STATED PROBLEM:
Reproduce the entries that follow line for line, changing nothing.
*** RAW RECORDS
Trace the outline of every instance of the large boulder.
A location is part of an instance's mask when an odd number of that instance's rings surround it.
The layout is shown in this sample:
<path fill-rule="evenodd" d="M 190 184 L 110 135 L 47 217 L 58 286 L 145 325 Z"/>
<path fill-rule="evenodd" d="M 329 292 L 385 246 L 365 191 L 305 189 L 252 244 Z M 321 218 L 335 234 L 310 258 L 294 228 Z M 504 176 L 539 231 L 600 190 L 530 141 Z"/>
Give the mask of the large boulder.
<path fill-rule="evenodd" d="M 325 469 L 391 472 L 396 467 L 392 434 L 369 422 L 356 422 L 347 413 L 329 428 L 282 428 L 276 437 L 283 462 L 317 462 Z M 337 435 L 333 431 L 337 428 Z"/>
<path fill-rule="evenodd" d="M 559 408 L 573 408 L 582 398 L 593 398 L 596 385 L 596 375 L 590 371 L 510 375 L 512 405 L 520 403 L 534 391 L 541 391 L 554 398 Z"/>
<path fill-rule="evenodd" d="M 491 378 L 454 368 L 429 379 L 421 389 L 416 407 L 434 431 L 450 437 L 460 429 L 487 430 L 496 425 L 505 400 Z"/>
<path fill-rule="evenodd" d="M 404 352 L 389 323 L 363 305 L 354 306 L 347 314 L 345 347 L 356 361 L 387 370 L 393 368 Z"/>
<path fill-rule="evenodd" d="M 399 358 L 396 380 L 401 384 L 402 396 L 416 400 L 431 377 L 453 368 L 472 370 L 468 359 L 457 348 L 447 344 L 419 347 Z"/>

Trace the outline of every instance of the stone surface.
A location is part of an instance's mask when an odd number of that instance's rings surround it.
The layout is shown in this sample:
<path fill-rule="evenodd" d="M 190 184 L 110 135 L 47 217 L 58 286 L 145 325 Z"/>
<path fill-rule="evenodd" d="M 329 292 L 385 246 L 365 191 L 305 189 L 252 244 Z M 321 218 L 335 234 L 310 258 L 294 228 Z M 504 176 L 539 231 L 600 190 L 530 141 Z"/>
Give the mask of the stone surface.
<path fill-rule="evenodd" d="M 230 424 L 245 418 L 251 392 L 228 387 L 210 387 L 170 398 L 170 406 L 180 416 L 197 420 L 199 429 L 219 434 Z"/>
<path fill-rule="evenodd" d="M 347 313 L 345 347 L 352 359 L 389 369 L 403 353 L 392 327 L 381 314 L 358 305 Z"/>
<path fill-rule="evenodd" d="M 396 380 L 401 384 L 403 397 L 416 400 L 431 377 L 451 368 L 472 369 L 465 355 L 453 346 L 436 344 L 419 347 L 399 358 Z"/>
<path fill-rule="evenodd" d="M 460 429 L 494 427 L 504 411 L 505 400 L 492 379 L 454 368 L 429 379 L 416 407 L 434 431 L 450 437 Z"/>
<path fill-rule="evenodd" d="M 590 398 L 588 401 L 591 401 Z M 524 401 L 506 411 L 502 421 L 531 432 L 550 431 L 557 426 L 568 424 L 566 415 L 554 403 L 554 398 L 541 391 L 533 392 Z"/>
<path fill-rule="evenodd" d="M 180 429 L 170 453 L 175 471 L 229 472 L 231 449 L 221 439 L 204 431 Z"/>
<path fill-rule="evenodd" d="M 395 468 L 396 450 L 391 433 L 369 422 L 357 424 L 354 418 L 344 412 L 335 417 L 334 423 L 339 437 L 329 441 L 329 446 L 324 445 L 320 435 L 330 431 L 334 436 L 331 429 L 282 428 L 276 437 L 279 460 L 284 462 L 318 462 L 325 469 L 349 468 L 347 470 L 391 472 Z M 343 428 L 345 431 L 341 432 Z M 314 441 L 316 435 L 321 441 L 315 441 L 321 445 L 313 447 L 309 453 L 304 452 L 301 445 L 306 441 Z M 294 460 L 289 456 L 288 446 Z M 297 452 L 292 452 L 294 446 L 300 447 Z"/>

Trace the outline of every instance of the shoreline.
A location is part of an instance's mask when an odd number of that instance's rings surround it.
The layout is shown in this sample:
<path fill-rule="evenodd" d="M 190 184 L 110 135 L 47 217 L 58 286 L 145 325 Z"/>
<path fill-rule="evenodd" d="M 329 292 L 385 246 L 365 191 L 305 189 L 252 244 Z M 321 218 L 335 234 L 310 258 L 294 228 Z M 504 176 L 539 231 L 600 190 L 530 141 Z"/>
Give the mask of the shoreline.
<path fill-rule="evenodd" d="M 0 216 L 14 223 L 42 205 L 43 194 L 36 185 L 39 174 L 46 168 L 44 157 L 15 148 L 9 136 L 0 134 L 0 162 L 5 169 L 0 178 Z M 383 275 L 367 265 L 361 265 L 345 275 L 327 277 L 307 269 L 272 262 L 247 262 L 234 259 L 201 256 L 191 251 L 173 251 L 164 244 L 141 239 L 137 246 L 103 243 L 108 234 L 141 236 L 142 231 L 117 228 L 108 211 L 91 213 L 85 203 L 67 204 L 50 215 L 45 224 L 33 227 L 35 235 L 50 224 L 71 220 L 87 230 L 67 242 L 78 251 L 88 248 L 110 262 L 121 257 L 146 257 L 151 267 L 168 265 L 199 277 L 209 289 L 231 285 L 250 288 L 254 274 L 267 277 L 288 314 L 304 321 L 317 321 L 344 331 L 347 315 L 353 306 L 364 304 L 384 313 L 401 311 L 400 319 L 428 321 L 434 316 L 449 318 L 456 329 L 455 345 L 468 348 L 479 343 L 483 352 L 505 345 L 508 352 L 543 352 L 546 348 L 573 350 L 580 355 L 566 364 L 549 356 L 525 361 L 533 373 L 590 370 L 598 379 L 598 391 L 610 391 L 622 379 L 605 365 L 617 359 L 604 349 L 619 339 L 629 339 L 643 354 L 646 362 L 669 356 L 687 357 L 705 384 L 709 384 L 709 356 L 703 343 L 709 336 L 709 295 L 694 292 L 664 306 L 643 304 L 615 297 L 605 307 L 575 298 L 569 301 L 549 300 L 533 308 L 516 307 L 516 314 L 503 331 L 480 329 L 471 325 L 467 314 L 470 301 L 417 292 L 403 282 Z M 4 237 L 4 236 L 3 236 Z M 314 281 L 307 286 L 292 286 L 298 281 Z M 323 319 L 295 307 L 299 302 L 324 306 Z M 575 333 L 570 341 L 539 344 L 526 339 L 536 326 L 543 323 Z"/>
******
EXERCISE SOLUTION:
Trace the outline of every instance of the large boulder.
A location is part of an instance's mask when an odd number of that instance's rings surround it.
The layout is shown in this sample:
<path fill-rule="evenodd" d="M 190 184 L 110 135 L 47 217 L 58 286 L 145 325 Z"/>
<path fill-rule="evenodd" d="M 329 292 L 385 246 L 365 191 L 305 189 L 252 244 Z M 321 218 L 335 234 L 310 258 L 294 228 Z M 504 176 L 539 231 L 600 190 L 530 141 Z"/>
Give the mask of the large boulder.
<path fill-rule="evenodd" d="M 325 469 L 391 472 L 396 467 L 392 434 L 369 422 L 356 422 L 347 413 L 329 428 L 282 428 L 276 437 L 283 462 L 317 462 Z M 337 435 L 333 431 L 337 428 Z"/>
<path fill-rule="evenodd" d="M 559 408 L 573 408 L 582 398 L 593 398 L 596 385 L 596 375 L 590 371 L 510 375 L 512 405 L 520 403 L 534 391 L 541 391 L 554 398 Z"/>
<path fill-rule="evenodd" d="M 491 378 L 454 368 L 429 379 L 421 389 L 416 407 L 434 431 L 450 437 L 460 429 L 487 430 L 496 425 L 505 400 Z"/>
<path fill-rule="evenodd" d="M 404 352 L 389 323 L 363 305 L 354 306 L 347 314 L 345 347 L 356 361 L 387 370 L 393 368 Z"/>
<path fill-rule="evenodd" d="M 399 358 L 396 380 L 401 384 L 402 396 L 416 400 L 431 377 L 453 368 L 472 370 L 468 359 L 457 348 L 447 344 L 419 347 Z"/>

Trace the outline of every instance of the stone surface.
A location is part of an instance's mask when an odd number of that instance's rings surround it.
The layout is shown in this sample:
<path fill-rule="evenodd" d="M 190 184 L 110 135 L 47 217 L 58 286 L 145 325 Z"/>
<path fill-rule="evenodd" d="M 329 292 L 385 246 L 365 191 L 305 189 L 252 244 Z M 321 218 L 335 234 L 310 258 L 294 228 Z M 504 176 L 539 231 L 600 190 L 530 141 Z"/>
Give the mask of the stone surface.
<path fill-rule="evenodd" d="M 230 424 L 245 418 L 251 392 L 228 387 L 210 387 L 170 398 L 170 406 L 180 416 L 197 420 L 199 429 L 219 434 Z"/>
<path fill-rule="evenodd" d="M 347 313 L 345 347 L 352 359 L 389 369 L 403 353 L 392 327 L 381 314 L 358 305 Z"/>
<path fill-rule="evenodd" d="M 396 380 L 401 384 L 403 397 L 416 400 L 431 377 L 451 368 L 472 369 L 465 355 L 453 346 L 436 344 L 419 347 L 399 358 Z"/>
<path fill-rule="evenodd" d="M 460 429 L 494 427 L 504 411 L 505 400 L 492 379 L 454 368 L 429 379 L 416 407 L 434 431 L 450 437 Z"/>
<path fill-rule="evenodd" d="M 590 398 L 588 401 L 591 401 Z M 524 401 L 506 411 L 502 421 L 531 432 L 550 431 L 557 426 L 568 424 L 566 415 L 554 403 L 554 398 L 541 391 L 533 392 Z"/>
<path fill-rule="evenodd" d="M 180 429 L 170 453 L 175 471 L 229 472 L 231 449 L 221 439 L 204 431 Z"/>
<path fill-rule="evenodd" d="M 395 468 L 396 450 L 391 433 L 369 422 L 357 424 L 354 418 L 344 412 L 335 417 L 334 423 L 339 437 L 329 441 L 329 446 L 324 445 L 320 435 L 330 431 L 334 436 L 331 429 L 282 428 L 276 437 L 279 460 L 284 462 L 318 462 L 325 469 L 349 468 L 347 470 L 391 472 Z M 343 428 L 345 431 L 341 432 Z M 314 441 L 316 435 L 321 441 L 315 441 L 321 445 L 313 447 L 309 453 L 304 452 L 301 445 L 306 441 Z M 294 460 L 289 456 L 288 446 Z M 297 452 L 292 452 L 294 446 L 300 447 Z"/>

Trace the outline of every instance of the shoreline.
A location is part of an instance's mask when an odd number of that instance's rings surround it.
The layout is shown in this sample:
<path fill-rule="evenodd" d="M 190 184 L 110 135 L 47 217 L 58 286 L 145 325 Z"/>
<path fill-rule="evenodd" d="M 329 292 L 385 246 L 365 191 L 305 189 L 252 244 Z M 321 218 L 335 234 L 310 258 L 294 228 Z M 504 176 L 539 231 L 600 190 L 530 141 Z"/>
Give the mask of the shoreline.
<path fill-rule="evenodd" d="M 0 216 L 14 223 L 42 205 L 43 194 L 36 185 L 39 174 L 46 168 L 44 157 L 15 148 L 9 136 L 0 134 L 0 162 L 5 169 L 0 178 Z M 383 275 L 367 265 L 361 265 L 345 275 L 327 277 L 307 269 L 272 262 L 247 262 L 234 259 L 201 256 L 191 251 L 173 251 L 164 244 L 141 239 L 137 246 L 103 243 L 108 234 L 141 236 L 142 231 L 117 228 L 108 211 L 91 213 L 85 203 L 67 204 L 50 215 L 45 224 L 33 227 L 35 235 L 50 224 L 71 220 L 87 230 L 67 242 L 78 251 L 88 248 L 110 262 L 121 257 L 146 257 L 151 267 L 168 265 L 199 277 L 209 289 L 231 285 L 250 288 L 254 274 L 267 277 L 288 314 L 304 321 L 317 321 L 344 331 L 347 315 L 353 306 L 364 304 L 384 313 L 401 311 L 400 319 L 428 321 L 434 316 L 449 318 L 456 329 L 455 345 L 468 348 L 479 343 L 483 352 L 505 345 L 508 352 L 543 352 L 546 348 L 573 350 L 580 355 L 566 364 L 549 356 L 525 361 L 533 373 L 590 370 L 598 379 L 598 391 L 610 391 L 622 379 L 605 365 L 617 359 L 604 349 L 619 339 L 629 339 L 643 354 L 646 362 L 669 356 L 687 357 L 705 384 L 709 384 L 709 356 L 703 343 L 709 336 L 709 295 L 694 292 L 664 306 L 643 304 L 615 297 L 605 307 L 575 298 L 569 301 L 549 300 L 533 308 L 516 307 L 516 314 L 503 331 L 480 329 L 471 325 L 467 314 L 470 301 L 417 292 L 403 282 Z M 4 237 L 4 236 L 3 236 Z M 314 281 L 307 286 L 292 286 L 298 281 Z M 323 319 L 295 307 L 299 302 L 324 306 Z M 575 333 L 570 341 L 539 344 L 526 339 L 536 326 L 543 323 Z"/>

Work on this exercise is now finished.